
Bob’s Burgers
No, Sunday hasn’t come early. As a summer treat, Fox is offering new episodes of several of its animated comedies on Thursdays during the off-season. The fun begins with the long-running Burgers, where Linda rallies everyone to go on a family walk, during which the kids discover a weird conspiracy. Followed by the noir spoof Grimsburg (8:30/7:30c), with a case involving the death of male sex workers, Family Guy (9/8c), with a parody of The White Lotus, and The Great North (9:30/8:30c), where Judy seeks stardom in dinner theater.

Dept. Q
Downton Abbey alum Matthew Goode subsumes his natural charm in the scruffy persona of troubled detective Carl Morck in a mordant, gritty crime drama from Scott Frank (The Queen’s Gambit). The abrasive Morck is damaged goods after being wounded in a shooting that paralyzed his partner and left him stewing in anger and survivor guilt. His bosses assign him to a newly created cold-case unit staffed by fellow outliers, thinking that might keep him out of sight, out of mind. No chance.

◆ Material provided

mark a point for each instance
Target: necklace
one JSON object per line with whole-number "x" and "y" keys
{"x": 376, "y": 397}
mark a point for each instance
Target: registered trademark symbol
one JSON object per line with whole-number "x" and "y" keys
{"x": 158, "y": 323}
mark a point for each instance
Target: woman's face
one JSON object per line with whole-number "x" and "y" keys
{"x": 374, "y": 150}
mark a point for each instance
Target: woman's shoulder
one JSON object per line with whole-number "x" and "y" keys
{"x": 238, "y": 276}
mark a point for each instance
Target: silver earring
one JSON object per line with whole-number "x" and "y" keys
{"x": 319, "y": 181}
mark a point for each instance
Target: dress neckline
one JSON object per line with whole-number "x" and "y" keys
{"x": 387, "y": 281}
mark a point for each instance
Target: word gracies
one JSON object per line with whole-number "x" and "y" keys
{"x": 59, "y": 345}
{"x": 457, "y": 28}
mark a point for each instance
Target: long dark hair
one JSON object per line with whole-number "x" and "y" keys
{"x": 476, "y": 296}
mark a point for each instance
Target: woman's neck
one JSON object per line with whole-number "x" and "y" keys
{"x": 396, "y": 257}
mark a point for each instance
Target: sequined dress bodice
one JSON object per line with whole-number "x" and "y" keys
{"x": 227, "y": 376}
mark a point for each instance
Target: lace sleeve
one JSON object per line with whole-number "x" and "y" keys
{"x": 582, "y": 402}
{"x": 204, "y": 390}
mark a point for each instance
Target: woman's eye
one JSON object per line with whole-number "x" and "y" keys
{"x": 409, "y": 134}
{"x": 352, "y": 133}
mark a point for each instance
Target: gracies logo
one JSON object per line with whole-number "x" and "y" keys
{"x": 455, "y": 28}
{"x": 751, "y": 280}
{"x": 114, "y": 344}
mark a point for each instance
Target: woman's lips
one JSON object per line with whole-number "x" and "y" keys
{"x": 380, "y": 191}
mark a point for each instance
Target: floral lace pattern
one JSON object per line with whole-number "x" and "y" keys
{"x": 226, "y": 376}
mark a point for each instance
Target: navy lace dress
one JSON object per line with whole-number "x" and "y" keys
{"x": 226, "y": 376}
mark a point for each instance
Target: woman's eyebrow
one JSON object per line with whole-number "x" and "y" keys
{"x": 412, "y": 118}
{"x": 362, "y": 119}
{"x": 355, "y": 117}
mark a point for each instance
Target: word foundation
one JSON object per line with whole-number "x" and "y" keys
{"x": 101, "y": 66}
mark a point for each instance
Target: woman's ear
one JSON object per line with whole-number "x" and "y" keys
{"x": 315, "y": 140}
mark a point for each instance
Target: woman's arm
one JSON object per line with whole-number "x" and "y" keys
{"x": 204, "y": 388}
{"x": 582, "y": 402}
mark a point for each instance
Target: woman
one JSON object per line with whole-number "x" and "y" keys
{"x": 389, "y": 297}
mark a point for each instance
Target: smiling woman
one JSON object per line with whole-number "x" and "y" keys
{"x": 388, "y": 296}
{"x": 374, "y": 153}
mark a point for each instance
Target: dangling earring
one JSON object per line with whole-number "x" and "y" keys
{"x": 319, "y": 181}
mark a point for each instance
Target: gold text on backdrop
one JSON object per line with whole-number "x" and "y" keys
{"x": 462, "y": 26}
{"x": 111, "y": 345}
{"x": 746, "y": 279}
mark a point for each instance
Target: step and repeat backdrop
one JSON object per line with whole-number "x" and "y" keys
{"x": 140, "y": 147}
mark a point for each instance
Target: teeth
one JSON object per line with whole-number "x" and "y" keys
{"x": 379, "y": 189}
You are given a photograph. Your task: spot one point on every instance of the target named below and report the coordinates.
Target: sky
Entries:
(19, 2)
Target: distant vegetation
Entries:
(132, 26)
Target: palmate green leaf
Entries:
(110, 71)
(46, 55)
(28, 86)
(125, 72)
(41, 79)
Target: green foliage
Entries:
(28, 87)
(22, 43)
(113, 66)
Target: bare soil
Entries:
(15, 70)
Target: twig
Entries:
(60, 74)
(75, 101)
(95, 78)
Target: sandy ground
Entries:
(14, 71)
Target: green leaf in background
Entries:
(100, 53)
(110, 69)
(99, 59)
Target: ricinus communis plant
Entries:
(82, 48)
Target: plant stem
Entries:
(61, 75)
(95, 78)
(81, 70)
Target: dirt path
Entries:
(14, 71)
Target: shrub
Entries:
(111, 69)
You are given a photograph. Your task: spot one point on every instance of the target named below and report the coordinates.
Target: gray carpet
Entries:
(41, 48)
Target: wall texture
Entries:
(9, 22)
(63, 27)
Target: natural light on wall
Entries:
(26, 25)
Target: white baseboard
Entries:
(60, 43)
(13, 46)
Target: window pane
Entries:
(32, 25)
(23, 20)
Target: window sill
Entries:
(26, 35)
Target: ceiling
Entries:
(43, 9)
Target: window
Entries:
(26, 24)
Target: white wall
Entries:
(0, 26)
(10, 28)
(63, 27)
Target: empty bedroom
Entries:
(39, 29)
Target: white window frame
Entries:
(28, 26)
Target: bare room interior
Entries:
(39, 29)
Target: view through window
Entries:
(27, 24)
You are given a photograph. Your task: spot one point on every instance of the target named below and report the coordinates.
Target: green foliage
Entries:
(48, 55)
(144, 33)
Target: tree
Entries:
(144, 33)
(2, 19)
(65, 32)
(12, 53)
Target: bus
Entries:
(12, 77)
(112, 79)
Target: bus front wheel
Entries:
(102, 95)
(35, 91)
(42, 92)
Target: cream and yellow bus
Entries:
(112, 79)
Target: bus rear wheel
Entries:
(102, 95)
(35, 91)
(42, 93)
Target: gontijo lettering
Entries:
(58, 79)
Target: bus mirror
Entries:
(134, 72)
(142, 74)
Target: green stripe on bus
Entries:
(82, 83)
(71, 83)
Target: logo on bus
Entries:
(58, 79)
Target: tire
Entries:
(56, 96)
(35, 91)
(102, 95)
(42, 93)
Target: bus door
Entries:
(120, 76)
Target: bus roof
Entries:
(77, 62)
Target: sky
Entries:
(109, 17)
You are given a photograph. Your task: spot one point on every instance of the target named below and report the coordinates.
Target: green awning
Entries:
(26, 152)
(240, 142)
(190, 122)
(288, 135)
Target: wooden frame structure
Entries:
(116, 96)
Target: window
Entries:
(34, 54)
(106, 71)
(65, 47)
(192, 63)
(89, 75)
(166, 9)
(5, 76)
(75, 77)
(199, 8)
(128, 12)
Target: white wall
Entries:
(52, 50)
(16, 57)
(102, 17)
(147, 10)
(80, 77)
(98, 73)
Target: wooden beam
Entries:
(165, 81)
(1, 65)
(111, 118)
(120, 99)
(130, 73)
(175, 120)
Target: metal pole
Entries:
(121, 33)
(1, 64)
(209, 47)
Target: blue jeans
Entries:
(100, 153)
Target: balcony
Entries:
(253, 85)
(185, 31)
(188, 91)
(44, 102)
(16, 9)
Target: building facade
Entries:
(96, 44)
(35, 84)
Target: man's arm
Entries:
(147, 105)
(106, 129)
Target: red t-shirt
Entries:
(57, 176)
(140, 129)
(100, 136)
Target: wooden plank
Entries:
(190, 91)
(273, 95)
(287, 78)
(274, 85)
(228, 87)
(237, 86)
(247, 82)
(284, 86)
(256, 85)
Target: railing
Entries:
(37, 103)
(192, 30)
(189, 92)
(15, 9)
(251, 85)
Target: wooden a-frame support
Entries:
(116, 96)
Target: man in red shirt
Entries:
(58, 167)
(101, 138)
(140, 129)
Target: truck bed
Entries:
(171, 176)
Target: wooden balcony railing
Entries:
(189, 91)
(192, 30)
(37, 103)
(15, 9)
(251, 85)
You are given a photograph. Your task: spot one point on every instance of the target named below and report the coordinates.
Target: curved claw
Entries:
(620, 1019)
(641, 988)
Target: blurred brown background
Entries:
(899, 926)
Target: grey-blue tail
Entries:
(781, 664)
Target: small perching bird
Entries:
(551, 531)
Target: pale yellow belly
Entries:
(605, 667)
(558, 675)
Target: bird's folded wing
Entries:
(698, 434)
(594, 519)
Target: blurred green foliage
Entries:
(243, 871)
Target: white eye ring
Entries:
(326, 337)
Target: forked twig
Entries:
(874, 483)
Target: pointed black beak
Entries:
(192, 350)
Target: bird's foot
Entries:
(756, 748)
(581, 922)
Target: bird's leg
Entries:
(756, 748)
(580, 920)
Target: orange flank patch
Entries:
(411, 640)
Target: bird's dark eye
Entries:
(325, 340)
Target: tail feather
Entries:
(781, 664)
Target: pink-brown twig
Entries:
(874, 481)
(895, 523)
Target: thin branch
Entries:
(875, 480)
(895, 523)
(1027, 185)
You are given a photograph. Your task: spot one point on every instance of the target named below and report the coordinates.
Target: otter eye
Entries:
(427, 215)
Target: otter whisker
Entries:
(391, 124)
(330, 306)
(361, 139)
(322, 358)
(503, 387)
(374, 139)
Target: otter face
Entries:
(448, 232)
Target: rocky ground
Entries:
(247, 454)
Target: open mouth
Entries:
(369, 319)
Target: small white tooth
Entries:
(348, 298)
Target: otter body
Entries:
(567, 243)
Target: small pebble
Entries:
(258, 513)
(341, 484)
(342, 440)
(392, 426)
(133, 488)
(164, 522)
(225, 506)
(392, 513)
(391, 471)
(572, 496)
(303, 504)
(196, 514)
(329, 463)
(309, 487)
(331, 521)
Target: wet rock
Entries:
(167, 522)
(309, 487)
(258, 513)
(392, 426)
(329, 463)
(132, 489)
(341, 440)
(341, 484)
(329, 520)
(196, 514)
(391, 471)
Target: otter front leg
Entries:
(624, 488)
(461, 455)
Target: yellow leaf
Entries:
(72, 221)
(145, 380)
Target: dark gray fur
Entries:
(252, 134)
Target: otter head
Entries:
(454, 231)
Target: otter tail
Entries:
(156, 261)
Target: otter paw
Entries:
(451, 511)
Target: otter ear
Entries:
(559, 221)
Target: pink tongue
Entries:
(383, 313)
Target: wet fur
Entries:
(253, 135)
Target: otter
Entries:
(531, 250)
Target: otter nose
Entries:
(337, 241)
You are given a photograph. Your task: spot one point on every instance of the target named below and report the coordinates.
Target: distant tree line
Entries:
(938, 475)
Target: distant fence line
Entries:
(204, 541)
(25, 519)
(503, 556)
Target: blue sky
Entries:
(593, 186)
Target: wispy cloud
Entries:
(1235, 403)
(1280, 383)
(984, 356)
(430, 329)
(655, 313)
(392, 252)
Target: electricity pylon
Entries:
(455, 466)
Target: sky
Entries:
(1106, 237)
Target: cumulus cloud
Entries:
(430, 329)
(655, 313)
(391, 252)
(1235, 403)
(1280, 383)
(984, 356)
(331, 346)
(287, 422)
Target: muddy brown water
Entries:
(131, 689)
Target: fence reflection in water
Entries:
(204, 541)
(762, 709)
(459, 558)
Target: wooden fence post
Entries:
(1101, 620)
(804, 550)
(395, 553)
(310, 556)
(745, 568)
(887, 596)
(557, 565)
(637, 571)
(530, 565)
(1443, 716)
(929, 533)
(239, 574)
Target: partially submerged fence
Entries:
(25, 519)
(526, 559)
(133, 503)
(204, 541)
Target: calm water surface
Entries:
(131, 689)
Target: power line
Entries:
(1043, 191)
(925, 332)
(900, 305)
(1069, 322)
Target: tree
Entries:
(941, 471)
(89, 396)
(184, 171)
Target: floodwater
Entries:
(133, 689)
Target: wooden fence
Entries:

◆ What to produce
According to the TV listings, why do Carl Morck's bosses assign him to the new cold-case unit in Dept. Q? Answer in one to three sentences. None of the rows are needed for this work.

◆ Solution for this exercise
His bosses think the newly created cold-case unit, staffed by fellow outliers, might keep him out of sight, out of mind.